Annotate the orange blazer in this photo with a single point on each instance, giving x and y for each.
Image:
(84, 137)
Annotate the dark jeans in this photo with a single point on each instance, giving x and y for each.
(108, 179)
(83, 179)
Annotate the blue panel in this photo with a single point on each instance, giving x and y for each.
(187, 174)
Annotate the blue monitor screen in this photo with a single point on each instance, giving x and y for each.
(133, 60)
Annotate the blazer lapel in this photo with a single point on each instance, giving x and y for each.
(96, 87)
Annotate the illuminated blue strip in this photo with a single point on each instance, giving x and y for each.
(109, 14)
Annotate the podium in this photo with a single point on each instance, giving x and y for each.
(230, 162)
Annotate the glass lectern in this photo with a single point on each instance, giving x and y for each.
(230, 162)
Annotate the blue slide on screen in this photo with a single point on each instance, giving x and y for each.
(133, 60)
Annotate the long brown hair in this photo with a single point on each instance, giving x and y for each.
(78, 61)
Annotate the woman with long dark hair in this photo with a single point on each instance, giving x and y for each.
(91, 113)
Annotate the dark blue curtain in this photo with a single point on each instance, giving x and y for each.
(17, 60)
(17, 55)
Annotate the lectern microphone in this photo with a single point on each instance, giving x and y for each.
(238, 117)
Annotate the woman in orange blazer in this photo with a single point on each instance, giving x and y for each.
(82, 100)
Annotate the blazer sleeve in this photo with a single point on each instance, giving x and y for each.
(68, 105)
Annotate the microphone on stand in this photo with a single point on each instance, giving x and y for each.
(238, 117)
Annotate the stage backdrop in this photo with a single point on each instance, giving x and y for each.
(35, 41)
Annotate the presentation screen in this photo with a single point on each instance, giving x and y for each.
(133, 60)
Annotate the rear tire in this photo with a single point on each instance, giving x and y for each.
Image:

__________

Convert all of the items above into a numbered list, leaving out any blank lines.

1. Annotate the orange blazer in this photo with a single point on each instance, giving x and y for each.
2. Image:
3. (84, 137)
4. Annotate the dark jeans in this photo with a single point on each instance, giving x and y for each.
5. (108, 179)
6. (83, 179)
7. Annotate the blue panel in this photo with a single point on each instance, giving x and y for each.
8. (187, 174)
9. Annotate the blue monitor screen in this photo with a single point on each instance, giving x and y for each.
10. (133, 60)
11. Annotate the blazer lapel in this photo with a single point on each instance, giving x and y for each.
12. (96, 87)
13. Annotate the illuminated blue strip in this photo with a single point on each instance, giving x and y for each.
14. (109, 14)
15. Annotate the podium in this photo with a single point on each instance, giving x and y for each.
16. (230, 162)
17. Annotate the glass lectern in this photo with a single point on each instance, giving x and y for each.
18. (230, 162)
19. Annotate the blue slide on screen in this photo with a single point on each instance, giving x and y for each.
20. (133, 60)
21. Annotate the long brown hair in this photo with a single point on each instance, giving x and y for each.
22. (78, 61)
23. Annotate the woman with long dark hair in this photo with a single point on each instance, giving x and y for each.
24. (91, 113)
25. Annotate the dark blue curtain in this photo with a single point on each instance, giving x and y for each.
26. (17, 60)
27. (17, 55)
28. Annotate the lectern microphone in this photo with a single point on each instance, giving x and y for each.
29. (238, 117)
30. Annotate the woman in orange blazer in this photo with a single point on each instance, giving x and y for each.
31. (82, 100)
32. Annotate the blazer sleeve in this photo with a single point on each instance, giving x and y for each.
33. (68, 105)
34. Annotate the microphone on stand in this photo with a single point on each instance, giving x and y for each.
35. (238, 117)
36. Annotate the stage backdrop in this photo with a single point on each instance, giving x and y for each.
37. (35, 41)
38. Annotate the presentation screen in this photo with a single point on each instance, giving x and y for each.
39. (133, 60)
40. Annotate the rear tire in this photo with a single point on each instance, giving x and y for each.
41. Image:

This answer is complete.